**WHAT IS REQUIRED**.
Reproduce verbatim the final portion of the material below, from the line containing "Where can the child in red" through its last line, and nothing else.

• • • •

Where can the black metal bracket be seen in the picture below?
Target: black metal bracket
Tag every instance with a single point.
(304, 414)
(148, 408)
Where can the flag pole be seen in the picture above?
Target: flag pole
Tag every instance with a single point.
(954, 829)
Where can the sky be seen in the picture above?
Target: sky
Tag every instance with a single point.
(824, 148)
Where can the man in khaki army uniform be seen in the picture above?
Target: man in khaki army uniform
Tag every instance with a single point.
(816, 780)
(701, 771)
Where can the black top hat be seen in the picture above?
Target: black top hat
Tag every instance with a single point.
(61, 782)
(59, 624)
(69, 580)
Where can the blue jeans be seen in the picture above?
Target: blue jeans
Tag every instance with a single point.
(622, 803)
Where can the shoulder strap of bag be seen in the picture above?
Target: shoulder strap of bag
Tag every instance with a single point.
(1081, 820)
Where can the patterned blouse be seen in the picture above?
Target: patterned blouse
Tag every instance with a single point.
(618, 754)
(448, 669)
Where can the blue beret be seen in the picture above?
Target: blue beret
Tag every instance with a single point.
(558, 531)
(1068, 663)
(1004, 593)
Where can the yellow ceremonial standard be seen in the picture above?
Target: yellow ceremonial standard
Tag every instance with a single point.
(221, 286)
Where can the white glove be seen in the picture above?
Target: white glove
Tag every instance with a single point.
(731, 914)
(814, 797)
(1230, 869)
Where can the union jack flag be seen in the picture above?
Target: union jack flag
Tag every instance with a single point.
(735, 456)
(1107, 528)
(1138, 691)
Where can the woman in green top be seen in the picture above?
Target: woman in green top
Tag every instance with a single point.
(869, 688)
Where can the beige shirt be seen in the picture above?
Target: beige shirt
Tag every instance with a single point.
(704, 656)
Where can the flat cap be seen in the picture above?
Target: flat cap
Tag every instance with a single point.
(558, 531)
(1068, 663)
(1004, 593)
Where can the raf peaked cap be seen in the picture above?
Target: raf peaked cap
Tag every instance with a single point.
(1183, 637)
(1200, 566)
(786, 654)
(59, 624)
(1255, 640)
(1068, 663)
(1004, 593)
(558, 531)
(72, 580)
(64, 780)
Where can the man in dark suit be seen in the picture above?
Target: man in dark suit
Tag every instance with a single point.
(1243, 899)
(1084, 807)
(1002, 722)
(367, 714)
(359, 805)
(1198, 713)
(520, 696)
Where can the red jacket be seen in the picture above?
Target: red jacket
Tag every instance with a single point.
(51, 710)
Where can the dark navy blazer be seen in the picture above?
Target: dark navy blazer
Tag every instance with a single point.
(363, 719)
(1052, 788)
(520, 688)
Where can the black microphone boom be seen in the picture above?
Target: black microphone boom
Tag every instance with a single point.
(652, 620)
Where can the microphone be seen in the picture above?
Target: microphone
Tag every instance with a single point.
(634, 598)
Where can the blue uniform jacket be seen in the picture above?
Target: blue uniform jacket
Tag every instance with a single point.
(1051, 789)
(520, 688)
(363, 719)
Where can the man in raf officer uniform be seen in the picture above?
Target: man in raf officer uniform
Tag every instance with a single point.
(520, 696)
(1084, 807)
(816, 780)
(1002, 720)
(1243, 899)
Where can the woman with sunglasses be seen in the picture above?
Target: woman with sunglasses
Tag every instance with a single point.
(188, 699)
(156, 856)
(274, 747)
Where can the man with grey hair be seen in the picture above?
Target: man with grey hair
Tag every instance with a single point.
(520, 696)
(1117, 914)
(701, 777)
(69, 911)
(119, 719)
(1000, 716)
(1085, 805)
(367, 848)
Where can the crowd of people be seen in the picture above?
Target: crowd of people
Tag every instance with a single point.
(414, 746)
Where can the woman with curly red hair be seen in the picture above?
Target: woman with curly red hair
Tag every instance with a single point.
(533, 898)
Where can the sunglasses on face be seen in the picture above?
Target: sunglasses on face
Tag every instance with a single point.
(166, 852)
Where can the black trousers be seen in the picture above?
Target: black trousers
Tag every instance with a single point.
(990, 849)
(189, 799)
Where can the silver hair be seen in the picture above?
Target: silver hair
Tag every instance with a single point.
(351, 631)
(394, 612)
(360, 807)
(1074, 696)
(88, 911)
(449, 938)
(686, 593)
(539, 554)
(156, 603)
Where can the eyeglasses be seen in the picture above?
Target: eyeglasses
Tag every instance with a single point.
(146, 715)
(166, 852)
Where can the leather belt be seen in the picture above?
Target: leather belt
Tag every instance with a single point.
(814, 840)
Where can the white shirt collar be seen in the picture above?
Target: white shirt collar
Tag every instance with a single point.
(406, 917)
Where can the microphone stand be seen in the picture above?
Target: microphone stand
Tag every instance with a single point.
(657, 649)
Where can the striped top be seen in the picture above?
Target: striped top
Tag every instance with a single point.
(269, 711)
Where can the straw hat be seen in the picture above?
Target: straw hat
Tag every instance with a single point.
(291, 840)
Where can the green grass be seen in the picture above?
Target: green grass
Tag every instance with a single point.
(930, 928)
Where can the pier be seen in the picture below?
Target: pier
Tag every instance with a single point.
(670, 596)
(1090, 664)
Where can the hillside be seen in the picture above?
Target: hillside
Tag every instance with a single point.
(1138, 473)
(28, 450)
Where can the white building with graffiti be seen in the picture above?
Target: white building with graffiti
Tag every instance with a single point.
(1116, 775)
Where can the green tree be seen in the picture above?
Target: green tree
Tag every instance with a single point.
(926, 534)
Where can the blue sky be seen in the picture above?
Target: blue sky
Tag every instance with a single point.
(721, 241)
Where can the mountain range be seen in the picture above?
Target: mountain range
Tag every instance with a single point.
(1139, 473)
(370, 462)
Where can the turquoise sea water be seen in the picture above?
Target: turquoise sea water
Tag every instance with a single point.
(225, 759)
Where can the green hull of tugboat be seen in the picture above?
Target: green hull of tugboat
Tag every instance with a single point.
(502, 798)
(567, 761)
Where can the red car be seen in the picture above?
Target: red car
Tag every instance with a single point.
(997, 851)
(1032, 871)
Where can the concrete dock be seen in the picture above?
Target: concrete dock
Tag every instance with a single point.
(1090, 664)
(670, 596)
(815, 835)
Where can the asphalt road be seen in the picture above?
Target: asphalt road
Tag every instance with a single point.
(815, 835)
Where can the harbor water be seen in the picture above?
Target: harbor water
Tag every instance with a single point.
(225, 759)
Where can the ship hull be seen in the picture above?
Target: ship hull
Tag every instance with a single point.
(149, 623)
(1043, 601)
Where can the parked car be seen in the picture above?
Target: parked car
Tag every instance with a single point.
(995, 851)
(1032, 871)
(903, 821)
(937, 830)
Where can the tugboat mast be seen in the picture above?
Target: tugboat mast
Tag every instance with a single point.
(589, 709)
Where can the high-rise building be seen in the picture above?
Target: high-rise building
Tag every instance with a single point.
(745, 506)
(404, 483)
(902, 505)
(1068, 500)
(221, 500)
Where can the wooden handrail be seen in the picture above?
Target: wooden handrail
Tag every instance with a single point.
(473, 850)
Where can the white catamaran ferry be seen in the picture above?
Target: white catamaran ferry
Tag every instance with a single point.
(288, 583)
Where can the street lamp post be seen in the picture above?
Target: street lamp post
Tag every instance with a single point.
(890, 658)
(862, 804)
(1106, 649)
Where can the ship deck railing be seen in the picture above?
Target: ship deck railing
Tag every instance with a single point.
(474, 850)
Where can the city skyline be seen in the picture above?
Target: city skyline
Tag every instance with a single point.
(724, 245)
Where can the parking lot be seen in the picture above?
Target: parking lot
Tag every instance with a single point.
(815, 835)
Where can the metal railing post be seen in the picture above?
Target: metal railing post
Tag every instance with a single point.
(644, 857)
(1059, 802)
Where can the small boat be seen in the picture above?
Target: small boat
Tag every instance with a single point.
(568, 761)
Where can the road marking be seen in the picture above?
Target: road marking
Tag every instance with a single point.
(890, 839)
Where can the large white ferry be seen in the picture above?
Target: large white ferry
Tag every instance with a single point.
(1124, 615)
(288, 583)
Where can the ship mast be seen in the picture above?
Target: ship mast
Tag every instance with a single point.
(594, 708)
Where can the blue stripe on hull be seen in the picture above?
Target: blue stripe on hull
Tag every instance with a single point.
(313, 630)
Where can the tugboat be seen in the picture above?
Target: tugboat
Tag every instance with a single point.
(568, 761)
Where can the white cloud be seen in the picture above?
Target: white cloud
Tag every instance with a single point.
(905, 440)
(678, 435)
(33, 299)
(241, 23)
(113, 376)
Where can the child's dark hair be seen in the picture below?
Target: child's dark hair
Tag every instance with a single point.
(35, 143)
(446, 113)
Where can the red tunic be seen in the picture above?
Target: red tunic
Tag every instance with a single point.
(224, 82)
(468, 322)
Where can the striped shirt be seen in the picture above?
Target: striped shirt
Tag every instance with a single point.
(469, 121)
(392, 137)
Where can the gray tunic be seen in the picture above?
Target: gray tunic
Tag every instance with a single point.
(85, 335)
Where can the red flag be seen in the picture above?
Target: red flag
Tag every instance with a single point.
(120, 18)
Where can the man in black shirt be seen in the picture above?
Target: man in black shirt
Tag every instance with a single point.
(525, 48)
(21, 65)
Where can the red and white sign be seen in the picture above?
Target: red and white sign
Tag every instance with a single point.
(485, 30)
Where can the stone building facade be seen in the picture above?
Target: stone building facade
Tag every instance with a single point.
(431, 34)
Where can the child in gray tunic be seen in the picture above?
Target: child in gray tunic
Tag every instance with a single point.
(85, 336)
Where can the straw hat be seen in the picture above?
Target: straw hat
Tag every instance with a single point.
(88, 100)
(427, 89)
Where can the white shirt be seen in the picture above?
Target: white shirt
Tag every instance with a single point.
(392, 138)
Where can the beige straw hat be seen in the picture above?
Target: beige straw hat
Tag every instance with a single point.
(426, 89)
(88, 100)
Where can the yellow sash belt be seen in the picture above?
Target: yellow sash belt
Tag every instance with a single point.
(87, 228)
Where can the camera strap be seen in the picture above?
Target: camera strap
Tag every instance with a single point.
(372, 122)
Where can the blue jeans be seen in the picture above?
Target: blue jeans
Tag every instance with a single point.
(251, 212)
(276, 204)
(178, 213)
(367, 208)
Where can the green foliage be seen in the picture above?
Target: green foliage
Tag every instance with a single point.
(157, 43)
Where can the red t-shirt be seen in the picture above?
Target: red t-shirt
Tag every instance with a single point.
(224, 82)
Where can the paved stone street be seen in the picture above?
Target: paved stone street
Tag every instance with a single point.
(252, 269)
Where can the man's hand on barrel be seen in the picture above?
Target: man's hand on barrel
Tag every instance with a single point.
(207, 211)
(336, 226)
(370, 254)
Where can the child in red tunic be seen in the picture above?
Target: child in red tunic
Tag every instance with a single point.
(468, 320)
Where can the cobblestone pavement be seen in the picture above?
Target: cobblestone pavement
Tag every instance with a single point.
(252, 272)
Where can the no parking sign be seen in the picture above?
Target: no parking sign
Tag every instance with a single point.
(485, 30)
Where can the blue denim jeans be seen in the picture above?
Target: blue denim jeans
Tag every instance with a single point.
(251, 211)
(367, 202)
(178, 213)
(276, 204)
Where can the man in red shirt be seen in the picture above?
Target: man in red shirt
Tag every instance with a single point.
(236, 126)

• • • •

**RESULT FOR THIS TASK**.
Where can the child in red tunic be seen in the picture above?
Target: child in red tunic
Tag every instance with a single point.
(468, 320)
Where can the cobblestone pavement be seen in the picture above?
Target: cobblestone pavement
Tag every instance with a single point.
(252, 272)
Where can the no parking sign be seen in the picture above?
Target: no parking sign
Tag every instance with a single point.
(485, 30)
Where can the blue denim jeans be seen in the picture above?
Target: blue denim jeans
Tag every instance with a single point.
(251, 211)
(367, 202)
(178, 213)
(276, 204)
Where can the man in red shirt be seen in the picture above?
Target: man in red shirt
Tag every instance with a single point.
(236, 126)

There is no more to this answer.